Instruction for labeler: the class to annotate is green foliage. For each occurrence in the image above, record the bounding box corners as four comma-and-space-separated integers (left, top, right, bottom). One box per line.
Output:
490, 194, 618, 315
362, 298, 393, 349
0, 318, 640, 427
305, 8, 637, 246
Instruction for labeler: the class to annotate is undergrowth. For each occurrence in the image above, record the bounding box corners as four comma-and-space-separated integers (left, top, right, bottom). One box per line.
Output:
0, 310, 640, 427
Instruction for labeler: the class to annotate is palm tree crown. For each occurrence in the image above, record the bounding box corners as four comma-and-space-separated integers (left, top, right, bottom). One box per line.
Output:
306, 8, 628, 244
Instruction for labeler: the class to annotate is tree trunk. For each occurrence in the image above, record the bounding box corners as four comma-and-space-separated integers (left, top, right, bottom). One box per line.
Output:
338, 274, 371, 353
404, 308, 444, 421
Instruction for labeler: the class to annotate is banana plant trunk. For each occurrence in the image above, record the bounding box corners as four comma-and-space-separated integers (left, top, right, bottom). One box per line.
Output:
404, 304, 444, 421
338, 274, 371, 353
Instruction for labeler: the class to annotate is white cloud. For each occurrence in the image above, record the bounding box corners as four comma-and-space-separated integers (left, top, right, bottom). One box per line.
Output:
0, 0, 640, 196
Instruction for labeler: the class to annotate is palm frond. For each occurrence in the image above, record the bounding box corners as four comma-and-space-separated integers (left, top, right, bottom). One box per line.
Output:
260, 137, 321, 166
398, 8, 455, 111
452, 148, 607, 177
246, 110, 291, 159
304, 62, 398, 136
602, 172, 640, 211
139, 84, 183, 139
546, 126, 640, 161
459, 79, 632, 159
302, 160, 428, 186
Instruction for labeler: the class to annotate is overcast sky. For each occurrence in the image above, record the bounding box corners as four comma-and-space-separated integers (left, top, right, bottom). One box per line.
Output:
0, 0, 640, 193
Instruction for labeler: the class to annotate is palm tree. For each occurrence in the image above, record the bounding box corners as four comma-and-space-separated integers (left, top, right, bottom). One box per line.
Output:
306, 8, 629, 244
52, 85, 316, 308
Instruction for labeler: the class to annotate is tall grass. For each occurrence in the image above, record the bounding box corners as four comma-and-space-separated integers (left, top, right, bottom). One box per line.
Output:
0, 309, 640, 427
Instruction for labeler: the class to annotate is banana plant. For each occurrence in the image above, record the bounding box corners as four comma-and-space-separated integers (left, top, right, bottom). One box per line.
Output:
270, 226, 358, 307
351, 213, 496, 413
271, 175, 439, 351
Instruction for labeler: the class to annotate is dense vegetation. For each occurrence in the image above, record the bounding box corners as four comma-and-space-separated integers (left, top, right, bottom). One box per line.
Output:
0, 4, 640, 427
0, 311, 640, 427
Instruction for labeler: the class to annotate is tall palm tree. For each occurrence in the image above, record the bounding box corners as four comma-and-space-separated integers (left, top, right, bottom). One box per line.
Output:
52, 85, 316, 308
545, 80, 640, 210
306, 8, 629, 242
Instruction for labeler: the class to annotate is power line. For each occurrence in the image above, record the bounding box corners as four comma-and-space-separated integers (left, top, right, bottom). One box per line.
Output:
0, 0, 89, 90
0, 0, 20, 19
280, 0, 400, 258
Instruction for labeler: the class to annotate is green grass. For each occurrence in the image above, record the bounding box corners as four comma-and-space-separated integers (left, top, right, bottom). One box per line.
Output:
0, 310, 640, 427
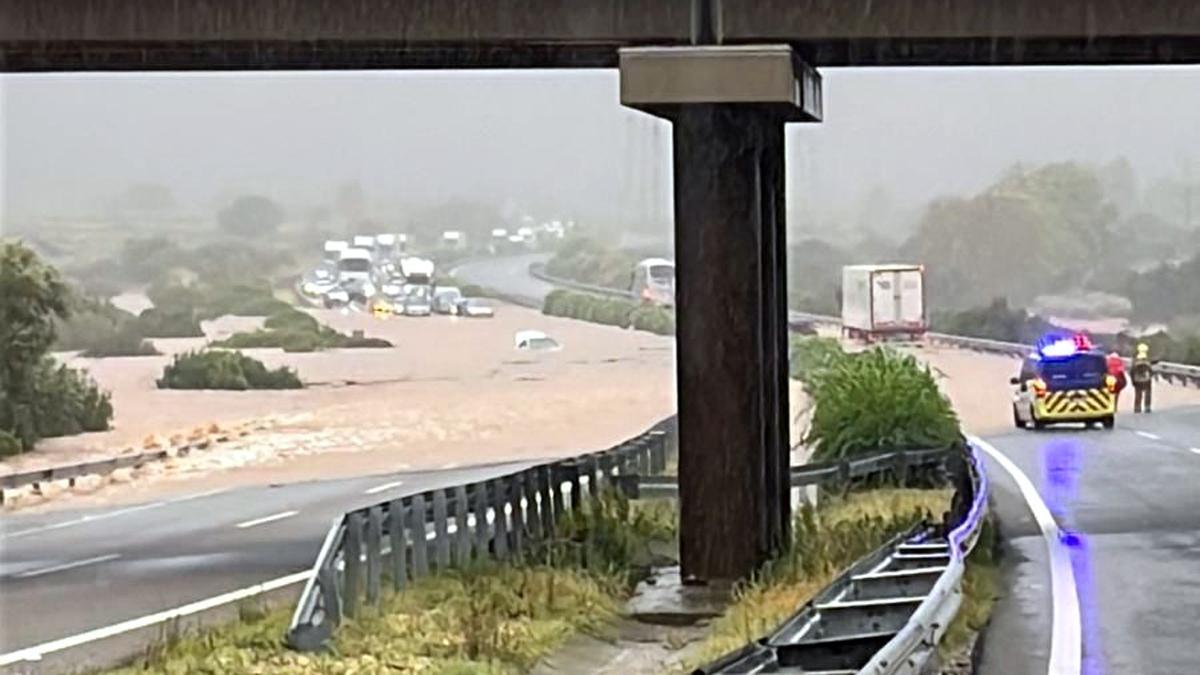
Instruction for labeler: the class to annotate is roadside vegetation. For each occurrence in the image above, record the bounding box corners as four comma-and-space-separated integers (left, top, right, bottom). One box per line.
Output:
678, 489, 952, 673
212, 307, 392, 352
157, 350, 304, 392
546, 235, 641, 288
791, 338, 962, 461
102, 487, 676, 675
0, 241, 113, 454
541, 289, 674, 335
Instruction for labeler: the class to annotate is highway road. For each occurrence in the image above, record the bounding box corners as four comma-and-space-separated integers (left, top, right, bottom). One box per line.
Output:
979, 407, 1200, 675
460, 252, 1200, 675
0, 461, 534, 673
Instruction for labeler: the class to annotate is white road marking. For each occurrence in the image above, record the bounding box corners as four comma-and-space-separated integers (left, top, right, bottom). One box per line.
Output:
971, 436, 1084, 675
0, 502, 167, 539
0, 569, 312, 665
364, 480, 404, 495
17, 554, 121, 579
236, 510, 300, 530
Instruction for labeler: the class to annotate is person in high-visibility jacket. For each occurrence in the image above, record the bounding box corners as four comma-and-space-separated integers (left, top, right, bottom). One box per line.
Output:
1129, 342, 1154, 412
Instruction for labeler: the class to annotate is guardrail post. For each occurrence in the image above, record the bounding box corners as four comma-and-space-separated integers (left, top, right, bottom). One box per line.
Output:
488, 478, 509, 560
650, 431, 667, 476
367, 506, 383, 604
536, 465, 556, 538
892, 450, 908, 488
408, 494, 430, 579
388, 500, 408, 591
470, 483, 492, 560
508, 472, 526, 560
342, 512, 362, 617
454, 485, 470, 567
521, 470, 542, 542
433, 490, 450, 569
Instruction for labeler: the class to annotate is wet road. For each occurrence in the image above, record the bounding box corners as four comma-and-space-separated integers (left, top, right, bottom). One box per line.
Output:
979, 408, 1200, 675
0, 461, 535, 673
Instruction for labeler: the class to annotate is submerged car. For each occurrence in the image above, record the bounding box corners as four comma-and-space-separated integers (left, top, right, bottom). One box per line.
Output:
454, 298, 496, 318
512, 330, 563, 352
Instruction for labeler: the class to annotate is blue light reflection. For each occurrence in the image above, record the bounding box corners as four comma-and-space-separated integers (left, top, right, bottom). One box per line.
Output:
1042, 437, 1104, 675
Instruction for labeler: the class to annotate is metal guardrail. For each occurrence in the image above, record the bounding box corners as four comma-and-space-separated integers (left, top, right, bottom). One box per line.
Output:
695, 447, 988, 675
629, 448, 956, 498
0, 435, 230, 504
280, 417, 676, 651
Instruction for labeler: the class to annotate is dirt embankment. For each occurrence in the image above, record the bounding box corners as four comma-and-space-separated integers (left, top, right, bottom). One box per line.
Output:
0, 306, 674, 503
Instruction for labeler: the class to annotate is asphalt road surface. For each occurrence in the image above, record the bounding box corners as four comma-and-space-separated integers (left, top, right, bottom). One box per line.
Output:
0, 461, 534, 673
452, 253, 554, 309
979, 408, 1200, 675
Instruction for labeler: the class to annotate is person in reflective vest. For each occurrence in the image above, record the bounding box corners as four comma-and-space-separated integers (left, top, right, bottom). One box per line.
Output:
1129, 342, 1154, 412
1105, 352, 1129, 407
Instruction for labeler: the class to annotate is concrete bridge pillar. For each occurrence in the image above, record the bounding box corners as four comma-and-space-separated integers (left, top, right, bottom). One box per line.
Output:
620, 46, 821, 581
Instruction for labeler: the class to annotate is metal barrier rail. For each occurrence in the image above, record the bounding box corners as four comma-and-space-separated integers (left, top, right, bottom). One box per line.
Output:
280, 417, 676, 651
695, 447, 988, 675
0, 435, 230, 504
629, 448, 956, 498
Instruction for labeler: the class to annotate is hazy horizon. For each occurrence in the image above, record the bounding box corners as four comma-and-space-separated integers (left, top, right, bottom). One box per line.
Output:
0, 67, 1200, 234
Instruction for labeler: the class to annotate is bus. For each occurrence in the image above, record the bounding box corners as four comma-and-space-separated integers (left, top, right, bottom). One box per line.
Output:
629, 258, 674, 307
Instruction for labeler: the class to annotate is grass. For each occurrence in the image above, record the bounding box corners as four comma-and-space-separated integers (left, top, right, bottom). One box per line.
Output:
100, 487, 676, 675
679, 489, 952, 673
937, 516, 1001, 663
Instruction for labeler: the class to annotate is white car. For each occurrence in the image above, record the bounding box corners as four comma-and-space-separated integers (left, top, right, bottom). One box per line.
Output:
512, 330, 563, 352
454, 298, 496, 318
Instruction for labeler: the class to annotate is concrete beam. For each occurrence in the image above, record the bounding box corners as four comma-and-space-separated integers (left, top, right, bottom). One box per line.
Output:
7, 0, 1200, 71
620, 44, 821, 121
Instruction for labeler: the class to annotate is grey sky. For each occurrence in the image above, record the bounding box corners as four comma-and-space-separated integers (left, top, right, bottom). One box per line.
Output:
0, 67, 1200, 234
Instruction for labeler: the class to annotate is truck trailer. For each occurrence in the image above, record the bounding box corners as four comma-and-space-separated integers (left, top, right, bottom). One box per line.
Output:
841, 264, 928, 342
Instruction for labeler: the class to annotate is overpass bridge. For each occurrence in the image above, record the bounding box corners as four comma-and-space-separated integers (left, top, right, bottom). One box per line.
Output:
7, 0, 1200, 579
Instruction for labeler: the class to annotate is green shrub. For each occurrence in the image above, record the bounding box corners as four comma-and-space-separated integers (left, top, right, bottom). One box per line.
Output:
138, 306, 204, 338
158, 350, 304, 390
0, 357, 113, 450
0, 429, 22, 458
805, 348, 961, 461
630, 305, 674, 335
788, 338, 846, 382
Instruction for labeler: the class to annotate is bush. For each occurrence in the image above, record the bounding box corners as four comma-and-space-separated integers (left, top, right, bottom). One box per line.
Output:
157, 350, 304, 390
0, 429, 22, 458
630, 305, 674, 335
0, 357, 113, 450
805, 348, 961, 461
138, 306, 204, 338
788, 338, 846, 382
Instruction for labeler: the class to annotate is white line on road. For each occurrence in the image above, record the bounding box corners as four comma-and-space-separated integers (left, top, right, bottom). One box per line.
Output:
236, 510, 300, 530
17, 554, 121, 579
971, 436, 1084, 675
4, 502, 167, 539
0, 569, 312, 665
364, 480, 404, 495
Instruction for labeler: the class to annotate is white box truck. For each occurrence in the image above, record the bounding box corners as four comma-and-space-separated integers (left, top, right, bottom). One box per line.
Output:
841, 264, 926, 341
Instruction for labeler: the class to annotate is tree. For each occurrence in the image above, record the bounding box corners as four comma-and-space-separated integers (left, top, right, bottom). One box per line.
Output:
0, 243, 67, 395
217, 195, 283, 237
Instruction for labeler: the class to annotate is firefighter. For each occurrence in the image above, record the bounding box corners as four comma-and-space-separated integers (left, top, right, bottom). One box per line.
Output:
1129, 342, 1154, 412
1106, 352, 1129, 408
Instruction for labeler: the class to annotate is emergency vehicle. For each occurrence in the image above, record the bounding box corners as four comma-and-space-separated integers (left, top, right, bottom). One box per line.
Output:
1009, 334, 1117, 429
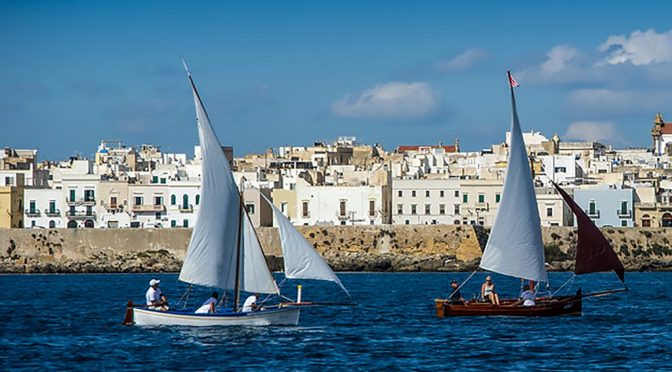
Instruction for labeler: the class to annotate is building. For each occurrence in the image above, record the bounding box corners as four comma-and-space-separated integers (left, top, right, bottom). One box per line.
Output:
574, 185, 635, 227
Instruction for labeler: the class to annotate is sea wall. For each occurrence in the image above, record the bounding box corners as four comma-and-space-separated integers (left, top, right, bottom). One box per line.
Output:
0, 225, 672, 273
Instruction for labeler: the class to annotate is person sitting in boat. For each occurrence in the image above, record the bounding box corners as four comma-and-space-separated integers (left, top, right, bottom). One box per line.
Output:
145, 279, 169, 311
241, 293, 259, 313
196, 291, 219, 314
518, 284, 535, 306
481, 275, 499, 306
448, 279, 464, 304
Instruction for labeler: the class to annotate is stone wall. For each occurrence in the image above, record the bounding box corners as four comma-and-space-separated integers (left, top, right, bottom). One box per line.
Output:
0, 225, 672, 272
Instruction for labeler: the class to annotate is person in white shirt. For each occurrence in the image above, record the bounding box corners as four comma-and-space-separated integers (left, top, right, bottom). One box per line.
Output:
196, 291, 219, 314
241, 293, 259, 313
145, 279, 169, 311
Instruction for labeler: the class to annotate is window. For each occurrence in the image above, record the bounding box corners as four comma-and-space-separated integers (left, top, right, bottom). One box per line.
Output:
84, 190, 96, 201
588, 200, 595, 216
301, 202, 310, 218
245, 204, 254, 214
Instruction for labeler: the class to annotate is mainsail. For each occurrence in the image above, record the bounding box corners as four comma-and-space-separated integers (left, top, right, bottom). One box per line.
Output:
179, 66, 277, 293
551, 181, 625, 282
480, 72, 548, 282
259, 193, 350, 296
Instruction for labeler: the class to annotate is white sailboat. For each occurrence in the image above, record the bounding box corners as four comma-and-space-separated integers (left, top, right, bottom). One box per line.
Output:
125, 64, 347, 326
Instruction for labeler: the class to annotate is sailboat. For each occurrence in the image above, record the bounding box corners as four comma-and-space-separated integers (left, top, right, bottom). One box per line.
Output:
434, 72, 627, 317
124, 64, 349, 326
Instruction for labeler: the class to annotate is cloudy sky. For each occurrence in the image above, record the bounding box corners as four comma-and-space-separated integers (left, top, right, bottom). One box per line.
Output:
0, 0, 672, 159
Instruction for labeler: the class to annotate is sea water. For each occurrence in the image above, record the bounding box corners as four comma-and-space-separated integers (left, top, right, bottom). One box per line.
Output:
0, 273, 672, 371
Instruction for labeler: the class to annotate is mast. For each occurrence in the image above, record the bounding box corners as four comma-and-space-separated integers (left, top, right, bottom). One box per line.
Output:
233, 193, 244, 312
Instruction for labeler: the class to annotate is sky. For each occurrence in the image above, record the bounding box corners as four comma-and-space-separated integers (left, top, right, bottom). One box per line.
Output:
0, 0, 672, 160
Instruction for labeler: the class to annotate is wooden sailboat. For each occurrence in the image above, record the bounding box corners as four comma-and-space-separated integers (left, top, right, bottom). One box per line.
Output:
435, 73, 624, 317
124, 64, 349, 326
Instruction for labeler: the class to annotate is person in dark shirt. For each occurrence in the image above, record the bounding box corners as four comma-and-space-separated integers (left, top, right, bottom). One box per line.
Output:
448, 280, 464, 304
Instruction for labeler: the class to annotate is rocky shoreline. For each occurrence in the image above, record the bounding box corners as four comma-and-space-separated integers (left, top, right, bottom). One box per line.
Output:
0, 225, 672, 273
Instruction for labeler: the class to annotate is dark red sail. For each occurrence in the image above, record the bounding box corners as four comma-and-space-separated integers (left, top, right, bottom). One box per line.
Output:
552, 182, 625, 282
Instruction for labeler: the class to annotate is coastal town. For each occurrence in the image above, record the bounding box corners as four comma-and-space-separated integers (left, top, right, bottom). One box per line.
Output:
0, 113, 672, 229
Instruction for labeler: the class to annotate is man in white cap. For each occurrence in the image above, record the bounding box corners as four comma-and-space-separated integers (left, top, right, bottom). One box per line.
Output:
145, 279, 168, 311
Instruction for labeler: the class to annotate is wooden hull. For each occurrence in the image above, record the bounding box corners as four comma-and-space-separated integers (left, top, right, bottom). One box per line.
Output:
434, 290, 583, 318
132, 307, 301, 327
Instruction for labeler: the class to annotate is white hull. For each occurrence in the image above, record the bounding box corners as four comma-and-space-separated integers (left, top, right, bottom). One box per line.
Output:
133, 308, 301, 327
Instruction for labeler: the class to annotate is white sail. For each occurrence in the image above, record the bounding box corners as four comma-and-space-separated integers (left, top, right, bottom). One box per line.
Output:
480, 85, 548, 282
179, 70, 277, 293
259, 193, 350, 296
240, 214, 280, 293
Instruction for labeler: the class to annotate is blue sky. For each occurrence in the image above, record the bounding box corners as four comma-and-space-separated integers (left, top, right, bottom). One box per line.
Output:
0, 0, 672, 159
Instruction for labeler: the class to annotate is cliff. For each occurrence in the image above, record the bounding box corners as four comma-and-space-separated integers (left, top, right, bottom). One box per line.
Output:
0, 225, 672, 273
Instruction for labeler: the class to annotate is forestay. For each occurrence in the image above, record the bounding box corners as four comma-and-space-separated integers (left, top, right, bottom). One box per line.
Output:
260, 193, 350, 296
480, 83, 548, 282
179, 70, 277, 293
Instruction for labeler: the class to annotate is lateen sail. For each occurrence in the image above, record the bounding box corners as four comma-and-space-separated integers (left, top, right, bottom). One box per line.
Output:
260, 193, 349, 295
480, 78, 548, 282
179, 68, 277, 293
552, 182, 625, 282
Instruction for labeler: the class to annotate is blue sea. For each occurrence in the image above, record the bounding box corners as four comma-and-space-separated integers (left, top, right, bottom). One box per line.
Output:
0, 273, 672, 371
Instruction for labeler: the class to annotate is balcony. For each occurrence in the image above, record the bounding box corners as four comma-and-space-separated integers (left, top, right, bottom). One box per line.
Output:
585, 209, 600, 218
180, 204, 194, 213
66, 211, 96, 220
26, 209, 40, 217
65, 198, 96, 206
131, 204, 166, 213
44, 209, 61, 217
103, 203, 124, 213
616, 209, 632, 218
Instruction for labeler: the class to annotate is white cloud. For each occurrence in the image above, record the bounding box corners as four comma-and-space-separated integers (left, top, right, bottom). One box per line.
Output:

• **What is asked**: Can you copy, character for character, the lines starting with the one that contains "Instruction for labeler: the class to annotate is person sitting" and going on through the one that contains "0, 225, 672, 272"?

• **Worked solution**:
Instruction for labeler: the class to annotate is person sitting in boat. For each occurrence in the image above, record the bounding box corners as four comma-and-space-separated integers (left, top, right, bottom). One box per line.
Output:
145, 279, 169, 311
241, 293, 259, 313
196, 291, 219, 314
518, 284, 535, 306
481, 275, 499, 306
448, 279, 464, 304
Instruction for labeler: the class to annotate is stone wall. For each occurrence in the image above, record the bounding box corners as four comma-and-space-separated integers (left, top, right, bottom). One box per line.
Output:
0, 225, 672, 272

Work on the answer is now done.